• YOUR TASKS:
(a) In the dash failure post, shorten the paragraph that begins "Ouch! Another dash failure." into a short bulleted list that keeps its main facts.
(b) Answer these questions from the dash failure post, one line each:
(i) What part did the repair findings identify as blown?
(ii) What was the cigar lighter converted to?
(iii) What output do the added voltage regulators provide?
(c) List every power input named in the game plan of the dash failure post.

• EXCERPTED TEXT:
Content starts
Ouch! Another dash failure. This time I hadn't driven the car for but an hour when it went all dark on me. No errors or anything this time. It just went dark while driving. I described the symptoms to diyautotune.com and they had me open the display and take photos of the LEDs. At the time they said it appeared to be a power supply issue so another RMA was created. I tore down the instrument panel and pulled the center console for the umpteenth time, boxed up the digital dash and shipped it back to them. Their findings:
Findings: Blown transistor identifiedResolution: Replaced the damaged transistor and added a built-in fail-safe to help this from happening again the future. The issue was likely caused by a voltage spike. We also recommend inspecting the vehicle's electrical system to identify and correct the source of the voltage spike before installing the ECU. Unit passed a full QA test after repair.
Voltage spike... hmmm. This time I am not taking any chance so here is the game plan:
The clock plug was a very convenient source for the power inputs but the wiring may be undersized and the clock plug itself may not be making good contact. Instead, pull the power from separately fused circuits and add two separate voltage regulators that provide a constant 12V output:
- +12V always on: Pull from Cigar Lighter (converted to HDMI port) circuit; fuse XX. Add voltage regulator #1
- +12V ignition on: Pull from XXX circuit; fuse YY. Add voltage regulator #2
- +12V lights on: Pull from XXX circuit; fuse YY.
Content ends
Stored data entries
Content starts
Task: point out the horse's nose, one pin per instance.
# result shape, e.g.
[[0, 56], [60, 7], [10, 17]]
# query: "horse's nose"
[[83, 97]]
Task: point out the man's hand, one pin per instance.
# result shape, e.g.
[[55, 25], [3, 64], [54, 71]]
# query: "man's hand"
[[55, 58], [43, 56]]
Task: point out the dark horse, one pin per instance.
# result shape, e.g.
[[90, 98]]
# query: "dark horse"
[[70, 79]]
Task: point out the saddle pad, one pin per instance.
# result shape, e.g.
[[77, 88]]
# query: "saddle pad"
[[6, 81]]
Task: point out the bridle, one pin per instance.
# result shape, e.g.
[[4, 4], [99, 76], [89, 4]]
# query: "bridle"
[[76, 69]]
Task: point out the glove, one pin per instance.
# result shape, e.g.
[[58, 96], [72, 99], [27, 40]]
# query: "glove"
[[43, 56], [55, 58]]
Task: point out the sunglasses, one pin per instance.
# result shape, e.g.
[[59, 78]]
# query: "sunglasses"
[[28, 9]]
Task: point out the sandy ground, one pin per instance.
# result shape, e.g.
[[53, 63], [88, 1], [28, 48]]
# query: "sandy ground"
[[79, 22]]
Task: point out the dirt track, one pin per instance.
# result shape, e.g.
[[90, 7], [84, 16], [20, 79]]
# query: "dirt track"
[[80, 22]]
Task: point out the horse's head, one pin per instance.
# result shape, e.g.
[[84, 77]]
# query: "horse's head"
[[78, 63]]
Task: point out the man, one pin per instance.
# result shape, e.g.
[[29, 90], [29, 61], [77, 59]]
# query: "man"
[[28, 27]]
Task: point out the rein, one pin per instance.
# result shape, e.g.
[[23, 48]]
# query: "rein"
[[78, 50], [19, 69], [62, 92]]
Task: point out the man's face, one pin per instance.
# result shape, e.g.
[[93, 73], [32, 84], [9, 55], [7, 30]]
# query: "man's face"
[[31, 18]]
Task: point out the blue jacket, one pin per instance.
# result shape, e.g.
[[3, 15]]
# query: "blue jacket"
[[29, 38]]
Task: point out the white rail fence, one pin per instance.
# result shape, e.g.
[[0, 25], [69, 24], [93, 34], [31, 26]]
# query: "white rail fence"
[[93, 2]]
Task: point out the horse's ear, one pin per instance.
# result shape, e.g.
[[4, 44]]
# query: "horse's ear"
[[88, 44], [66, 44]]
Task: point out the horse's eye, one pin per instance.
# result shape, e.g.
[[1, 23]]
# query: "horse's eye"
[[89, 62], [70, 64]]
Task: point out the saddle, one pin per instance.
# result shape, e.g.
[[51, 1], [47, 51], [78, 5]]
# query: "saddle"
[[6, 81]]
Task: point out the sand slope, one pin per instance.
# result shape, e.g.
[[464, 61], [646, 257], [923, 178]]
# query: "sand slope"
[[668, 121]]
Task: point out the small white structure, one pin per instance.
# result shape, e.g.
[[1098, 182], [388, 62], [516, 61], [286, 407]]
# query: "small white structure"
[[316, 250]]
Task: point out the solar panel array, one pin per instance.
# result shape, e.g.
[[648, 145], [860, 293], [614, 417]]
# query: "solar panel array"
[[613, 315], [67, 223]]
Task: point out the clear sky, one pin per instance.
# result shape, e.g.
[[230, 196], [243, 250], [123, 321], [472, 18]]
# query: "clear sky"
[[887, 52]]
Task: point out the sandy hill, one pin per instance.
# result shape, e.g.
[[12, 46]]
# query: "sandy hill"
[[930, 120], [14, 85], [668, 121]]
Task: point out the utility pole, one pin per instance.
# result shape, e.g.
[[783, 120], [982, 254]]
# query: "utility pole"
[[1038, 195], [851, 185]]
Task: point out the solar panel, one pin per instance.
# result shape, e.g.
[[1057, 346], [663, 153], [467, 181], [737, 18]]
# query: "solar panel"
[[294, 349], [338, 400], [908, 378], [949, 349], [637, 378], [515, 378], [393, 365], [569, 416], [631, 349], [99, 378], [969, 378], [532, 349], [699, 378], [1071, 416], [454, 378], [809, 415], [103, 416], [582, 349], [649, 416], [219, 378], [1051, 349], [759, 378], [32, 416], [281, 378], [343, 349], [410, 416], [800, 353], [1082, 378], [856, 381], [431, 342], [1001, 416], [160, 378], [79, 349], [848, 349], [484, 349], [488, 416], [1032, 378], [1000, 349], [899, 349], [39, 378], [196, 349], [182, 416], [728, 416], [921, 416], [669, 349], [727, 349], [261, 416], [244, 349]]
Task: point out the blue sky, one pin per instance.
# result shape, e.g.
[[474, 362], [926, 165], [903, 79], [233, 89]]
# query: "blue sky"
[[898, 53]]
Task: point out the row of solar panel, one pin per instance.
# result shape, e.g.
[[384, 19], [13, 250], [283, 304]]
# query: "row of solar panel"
Content ends
• RESULTS OF THE TASKS:
(a)
- The dash went dark while driving, only about an hour into using the car, with no errors shown.
- diyautotune.com heard the symptoms and asked for photos of the LEDs inside the opened display.
- They judged it a power supply issue and created another RMA.
- The instrument panel and center console were taken apart again, and the digital dash was boxed and shipped back.

(b)
(i) A transistor.
(ii) An HDMI port.
(iii) A constant 12V output.

(c)
- +12V always on
- +12V ignition on
- +12V lights on